**SET TASK**
Find the line with "Could you please spot the car wheel", then retype it and each later line through the last, exactly. Leave out pictures.

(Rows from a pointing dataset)
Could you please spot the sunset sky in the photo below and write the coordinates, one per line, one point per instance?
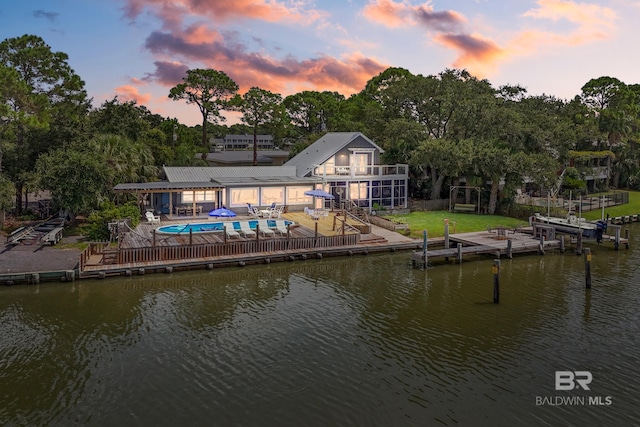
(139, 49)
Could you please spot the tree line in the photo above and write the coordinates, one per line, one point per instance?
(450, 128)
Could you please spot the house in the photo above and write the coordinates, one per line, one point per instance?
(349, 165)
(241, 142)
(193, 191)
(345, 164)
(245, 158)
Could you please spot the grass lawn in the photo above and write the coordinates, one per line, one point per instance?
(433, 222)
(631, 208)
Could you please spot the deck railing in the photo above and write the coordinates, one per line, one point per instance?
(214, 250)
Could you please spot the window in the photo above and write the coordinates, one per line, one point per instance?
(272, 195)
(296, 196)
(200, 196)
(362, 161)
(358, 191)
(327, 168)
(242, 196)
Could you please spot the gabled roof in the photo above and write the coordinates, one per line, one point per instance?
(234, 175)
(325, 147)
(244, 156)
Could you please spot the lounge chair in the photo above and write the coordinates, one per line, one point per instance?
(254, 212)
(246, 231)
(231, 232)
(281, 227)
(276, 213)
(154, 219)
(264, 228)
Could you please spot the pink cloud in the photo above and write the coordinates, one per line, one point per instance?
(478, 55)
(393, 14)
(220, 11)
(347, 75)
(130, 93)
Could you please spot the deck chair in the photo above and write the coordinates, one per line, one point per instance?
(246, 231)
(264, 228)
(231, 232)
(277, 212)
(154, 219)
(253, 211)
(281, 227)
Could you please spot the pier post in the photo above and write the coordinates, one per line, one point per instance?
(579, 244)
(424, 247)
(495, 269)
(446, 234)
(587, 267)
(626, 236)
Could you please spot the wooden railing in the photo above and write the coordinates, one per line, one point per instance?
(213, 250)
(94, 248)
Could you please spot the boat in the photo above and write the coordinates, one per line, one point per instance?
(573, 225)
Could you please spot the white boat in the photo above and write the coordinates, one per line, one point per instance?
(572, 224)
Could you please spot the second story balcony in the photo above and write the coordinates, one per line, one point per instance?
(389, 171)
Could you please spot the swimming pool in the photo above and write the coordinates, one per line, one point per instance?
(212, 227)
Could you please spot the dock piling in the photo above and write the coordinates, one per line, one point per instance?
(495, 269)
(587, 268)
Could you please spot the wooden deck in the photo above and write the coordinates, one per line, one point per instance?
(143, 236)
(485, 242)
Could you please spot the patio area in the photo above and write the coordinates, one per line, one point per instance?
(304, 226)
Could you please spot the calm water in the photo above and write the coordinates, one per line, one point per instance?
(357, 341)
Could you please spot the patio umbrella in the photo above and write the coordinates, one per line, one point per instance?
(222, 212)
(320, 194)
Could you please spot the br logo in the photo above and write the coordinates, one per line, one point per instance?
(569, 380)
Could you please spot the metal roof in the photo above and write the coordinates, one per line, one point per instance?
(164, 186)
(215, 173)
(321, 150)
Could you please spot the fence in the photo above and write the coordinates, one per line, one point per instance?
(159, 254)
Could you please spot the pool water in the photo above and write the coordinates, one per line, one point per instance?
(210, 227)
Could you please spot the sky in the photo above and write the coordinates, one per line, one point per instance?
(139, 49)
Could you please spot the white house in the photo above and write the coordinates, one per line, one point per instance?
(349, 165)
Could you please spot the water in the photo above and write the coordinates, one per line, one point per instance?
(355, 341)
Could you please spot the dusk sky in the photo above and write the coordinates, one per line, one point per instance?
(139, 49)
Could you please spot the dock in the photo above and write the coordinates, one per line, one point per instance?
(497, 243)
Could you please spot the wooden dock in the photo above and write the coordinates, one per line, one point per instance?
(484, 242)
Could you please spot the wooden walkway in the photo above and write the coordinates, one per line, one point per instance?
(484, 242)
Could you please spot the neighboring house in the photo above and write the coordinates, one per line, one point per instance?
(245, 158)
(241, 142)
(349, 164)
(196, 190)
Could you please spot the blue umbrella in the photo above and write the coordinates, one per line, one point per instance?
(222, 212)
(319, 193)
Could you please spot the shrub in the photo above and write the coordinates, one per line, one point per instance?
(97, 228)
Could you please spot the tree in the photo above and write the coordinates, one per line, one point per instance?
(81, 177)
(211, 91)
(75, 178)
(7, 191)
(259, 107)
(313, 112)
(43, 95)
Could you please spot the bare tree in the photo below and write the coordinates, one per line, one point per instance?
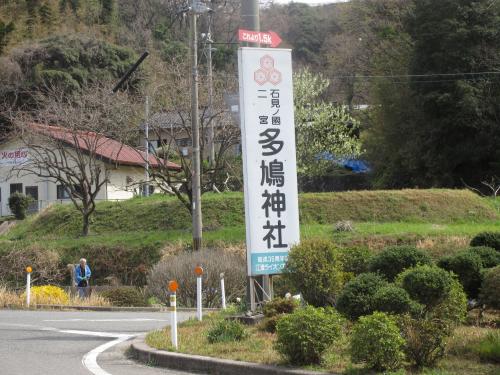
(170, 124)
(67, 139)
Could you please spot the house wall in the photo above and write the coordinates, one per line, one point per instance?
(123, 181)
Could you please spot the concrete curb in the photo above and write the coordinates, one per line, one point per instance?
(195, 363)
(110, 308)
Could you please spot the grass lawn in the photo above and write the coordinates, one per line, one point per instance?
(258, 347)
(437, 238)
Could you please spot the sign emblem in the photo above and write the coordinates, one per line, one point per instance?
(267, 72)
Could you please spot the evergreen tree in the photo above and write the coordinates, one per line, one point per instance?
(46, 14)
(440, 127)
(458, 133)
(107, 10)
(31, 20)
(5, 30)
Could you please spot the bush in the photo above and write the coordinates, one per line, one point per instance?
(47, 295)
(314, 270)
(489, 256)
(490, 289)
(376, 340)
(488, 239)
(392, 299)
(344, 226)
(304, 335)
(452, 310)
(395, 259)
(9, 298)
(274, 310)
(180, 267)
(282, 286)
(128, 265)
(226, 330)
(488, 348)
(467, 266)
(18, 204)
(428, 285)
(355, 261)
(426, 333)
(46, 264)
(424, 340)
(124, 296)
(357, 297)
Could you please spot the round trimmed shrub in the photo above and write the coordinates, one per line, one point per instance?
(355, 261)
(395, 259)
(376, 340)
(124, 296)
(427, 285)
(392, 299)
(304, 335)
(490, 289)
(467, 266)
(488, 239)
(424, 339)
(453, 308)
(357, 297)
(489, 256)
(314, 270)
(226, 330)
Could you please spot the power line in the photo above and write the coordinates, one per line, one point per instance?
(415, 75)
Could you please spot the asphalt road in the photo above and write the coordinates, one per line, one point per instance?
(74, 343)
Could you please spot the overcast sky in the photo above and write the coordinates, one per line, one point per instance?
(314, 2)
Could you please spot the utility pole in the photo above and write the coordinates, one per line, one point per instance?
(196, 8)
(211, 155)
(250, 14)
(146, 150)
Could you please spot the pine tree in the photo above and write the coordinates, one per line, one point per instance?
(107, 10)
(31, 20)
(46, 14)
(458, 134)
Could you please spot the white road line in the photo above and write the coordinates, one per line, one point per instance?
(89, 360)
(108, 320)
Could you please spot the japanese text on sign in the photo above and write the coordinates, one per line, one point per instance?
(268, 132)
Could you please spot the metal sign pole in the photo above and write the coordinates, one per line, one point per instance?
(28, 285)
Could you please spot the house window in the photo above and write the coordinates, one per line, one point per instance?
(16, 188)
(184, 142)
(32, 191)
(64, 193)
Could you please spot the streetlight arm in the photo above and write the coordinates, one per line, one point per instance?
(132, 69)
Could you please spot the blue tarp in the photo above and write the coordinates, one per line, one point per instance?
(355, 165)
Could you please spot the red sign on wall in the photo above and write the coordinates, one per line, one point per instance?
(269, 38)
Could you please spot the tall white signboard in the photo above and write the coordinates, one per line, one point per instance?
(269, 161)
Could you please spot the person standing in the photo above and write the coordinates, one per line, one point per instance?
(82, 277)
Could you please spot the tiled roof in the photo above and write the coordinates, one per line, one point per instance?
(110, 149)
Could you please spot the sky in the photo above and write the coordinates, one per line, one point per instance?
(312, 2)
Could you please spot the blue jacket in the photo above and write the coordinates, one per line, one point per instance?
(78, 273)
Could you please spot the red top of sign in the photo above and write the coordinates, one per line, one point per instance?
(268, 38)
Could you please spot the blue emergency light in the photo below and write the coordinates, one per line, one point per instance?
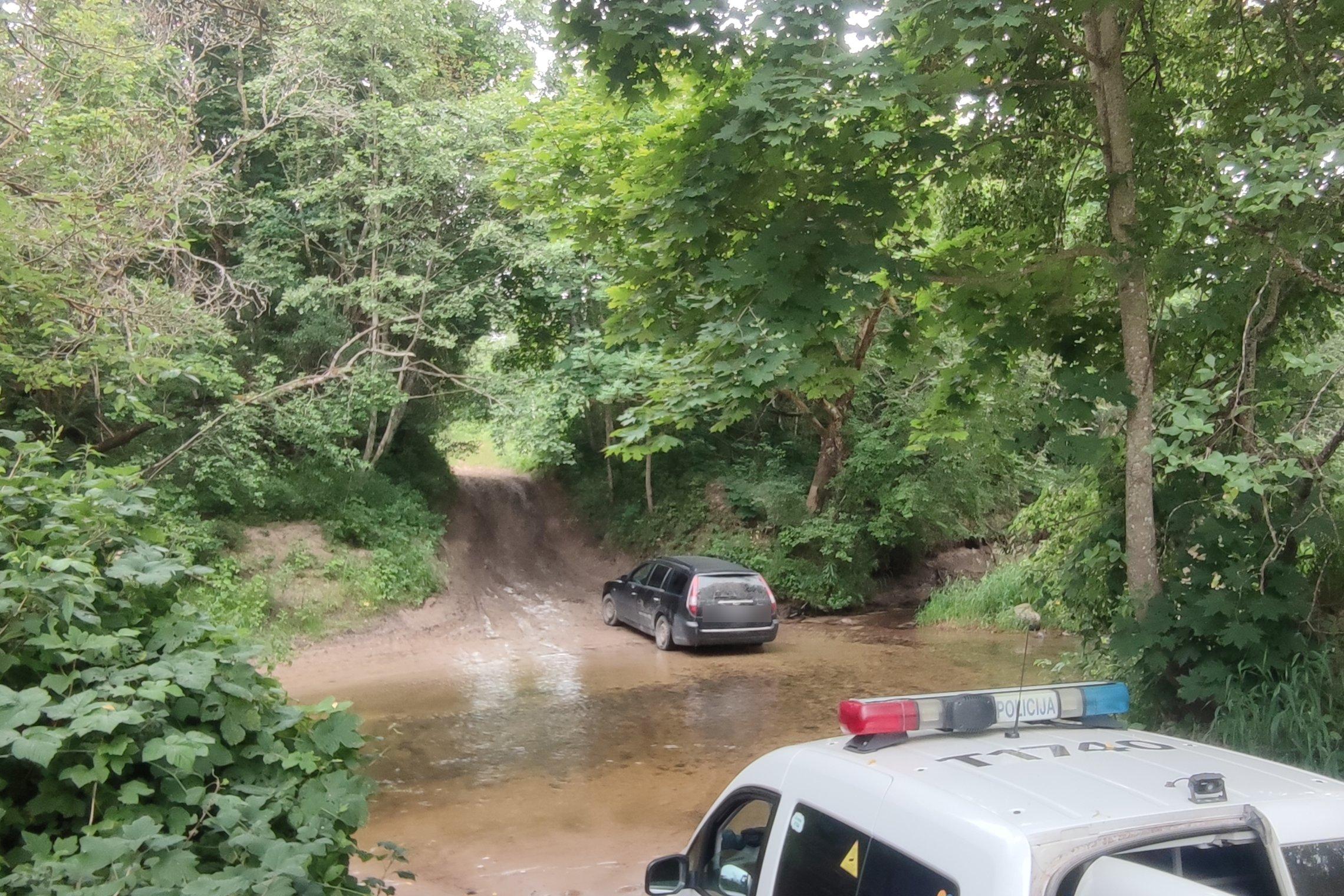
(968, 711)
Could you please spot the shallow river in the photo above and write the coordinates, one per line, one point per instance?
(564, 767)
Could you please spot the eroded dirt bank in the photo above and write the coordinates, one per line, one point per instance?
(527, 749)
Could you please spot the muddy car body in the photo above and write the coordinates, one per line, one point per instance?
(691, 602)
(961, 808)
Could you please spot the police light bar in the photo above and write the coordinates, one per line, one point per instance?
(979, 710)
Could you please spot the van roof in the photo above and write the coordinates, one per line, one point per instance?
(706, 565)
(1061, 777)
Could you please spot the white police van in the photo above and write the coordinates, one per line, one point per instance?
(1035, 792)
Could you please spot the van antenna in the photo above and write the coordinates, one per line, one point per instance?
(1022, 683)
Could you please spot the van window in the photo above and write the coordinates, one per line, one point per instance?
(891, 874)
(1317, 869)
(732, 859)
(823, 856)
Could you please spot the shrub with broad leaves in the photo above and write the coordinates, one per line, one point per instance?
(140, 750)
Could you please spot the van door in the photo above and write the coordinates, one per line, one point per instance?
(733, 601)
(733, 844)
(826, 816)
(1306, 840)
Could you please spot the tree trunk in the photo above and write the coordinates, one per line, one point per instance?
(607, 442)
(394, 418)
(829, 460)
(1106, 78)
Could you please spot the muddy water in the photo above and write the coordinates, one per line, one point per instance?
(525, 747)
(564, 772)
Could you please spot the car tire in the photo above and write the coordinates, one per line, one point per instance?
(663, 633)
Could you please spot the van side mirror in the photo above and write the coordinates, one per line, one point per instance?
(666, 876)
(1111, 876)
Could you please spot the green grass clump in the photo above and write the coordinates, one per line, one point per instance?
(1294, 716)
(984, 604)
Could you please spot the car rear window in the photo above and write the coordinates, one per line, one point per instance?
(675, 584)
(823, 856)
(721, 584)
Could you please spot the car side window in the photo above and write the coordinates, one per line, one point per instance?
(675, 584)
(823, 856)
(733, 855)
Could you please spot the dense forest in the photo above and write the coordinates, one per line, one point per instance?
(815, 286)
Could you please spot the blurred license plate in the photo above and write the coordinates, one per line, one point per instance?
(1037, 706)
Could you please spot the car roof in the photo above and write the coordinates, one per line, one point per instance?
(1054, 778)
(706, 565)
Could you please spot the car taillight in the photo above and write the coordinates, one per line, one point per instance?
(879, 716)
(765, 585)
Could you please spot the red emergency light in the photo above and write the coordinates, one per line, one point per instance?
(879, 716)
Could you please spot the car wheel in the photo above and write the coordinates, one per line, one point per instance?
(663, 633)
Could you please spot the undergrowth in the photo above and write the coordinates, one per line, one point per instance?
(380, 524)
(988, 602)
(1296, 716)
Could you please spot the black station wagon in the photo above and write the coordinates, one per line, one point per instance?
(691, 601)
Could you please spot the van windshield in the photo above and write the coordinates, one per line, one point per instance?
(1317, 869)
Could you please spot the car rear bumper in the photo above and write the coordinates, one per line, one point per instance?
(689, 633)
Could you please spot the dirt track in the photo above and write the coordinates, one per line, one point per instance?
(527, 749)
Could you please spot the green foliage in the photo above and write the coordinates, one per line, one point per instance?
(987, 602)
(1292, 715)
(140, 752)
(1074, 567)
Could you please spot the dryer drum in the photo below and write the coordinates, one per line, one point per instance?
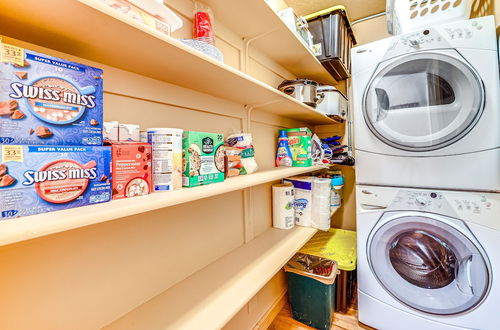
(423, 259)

**ANSWER IN FULL**
Could you please spot the car wheel in the photo above and write the coordinates, one per line, one point per instance?
(663, 633)
Could you please spot the undergrowth in the photo above and write the coordinates, one per line, one point per instance?
(380, 524)
(988, 602)
(1296, 716)
Could you please spot the black station wagon in the photo above and write the coordinates, one per line, one point per instance?
(691, 601)
Could you please spot the van windshield in the photo above and write the coordinates, one per line, one point per instance?
(1317, 869)
Could you please spot the car rear bumper in the photo above and write the coordinates, one per line, one point per instance?
(689, 633)
Could you please spot the dirt track in the photo above and write the coordinates, one per line, one point per instance?
(527, 749)
Could you please spot the green foliage in the photo above and write the coordinates, one per line, one point per instance?
(987, 602)
(1292, 715)
(140, 752)
(1074, 567)
Could you please spot the dryer drum in the photo below and write the coordinates, one per line, one point per instance?
(423, 259)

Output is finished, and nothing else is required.